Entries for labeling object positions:
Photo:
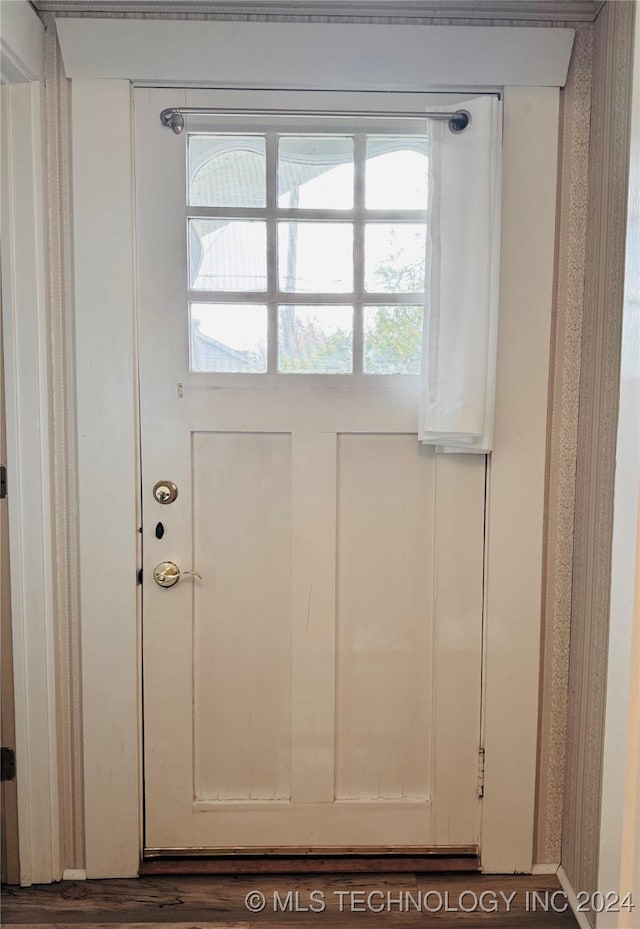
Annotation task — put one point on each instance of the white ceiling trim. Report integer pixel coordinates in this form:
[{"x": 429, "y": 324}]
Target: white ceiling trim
[
  {"x": 528, "y": 10},
  {"x": 314, "y": 56}
]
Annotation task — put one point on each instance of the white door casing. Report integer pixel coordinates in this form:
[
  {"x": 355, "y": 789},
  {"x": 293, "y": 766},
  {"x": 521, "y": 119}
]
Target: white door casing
[{"x": 320, "y": 686}]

• Problem details: Revise all the material so that every "white door casing" becomes "painted door frame" and nothing else changes. Omit the pictures.

• Solution below:
Photo:
Annotation task — put one point on each instance of the white ceiling trim. Report integer pixel coordinates in this form:
[{"x": 429, "y": 324}]
Target: white ceiling trim
[
  {"x": 528, "y": 10},
  {"x": 314, "y": 56}
]
Annotation task — put one point on each instance of the painted door frame. Report integer pixel coordinates in this form:
[
  {"x": 355, "y": 789},
  {"x": 293, "y": 766},
  {"x": 521, "y": 119}
]
Target: painted door frame
[{"x": 320, "y": 686}]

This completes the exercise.